[Data taken from a collection]
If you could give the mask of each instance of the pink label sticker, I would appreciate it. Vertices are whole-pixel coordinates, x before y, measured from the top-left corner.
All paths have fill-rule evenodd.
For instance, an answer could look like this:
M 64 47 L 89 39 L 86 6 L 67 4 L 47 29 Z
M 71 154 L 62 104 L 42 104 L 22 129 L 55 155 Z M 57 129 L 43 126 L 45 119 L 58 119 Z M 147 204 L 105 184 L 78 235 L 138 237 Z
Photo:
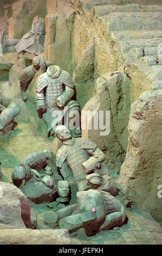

## Your goal
Reproduce the listing above line for line, keeping every character unchanged, and leave the picture out of your copy.

## Solution to this problem
If you could give the mask of each instance of the pink label sticker, I would appreciate it. Vertices are whole-pixel coordinates, x before y, measured from the top-left corner.
All paths have fill-rule evenodd.
For instance, an answer could look like this:
M 64 47 L 89 39 L 86 6 L 67 4 L 47 29 Z
M 71 154 L 62 104 L 42 104 L 22 129 L 55 155 Z M 57 129 L 43 126 L 45 119 L 58 119 Z M 147 204 L 105 184 L 78 235 L 138 237 Z
Photo:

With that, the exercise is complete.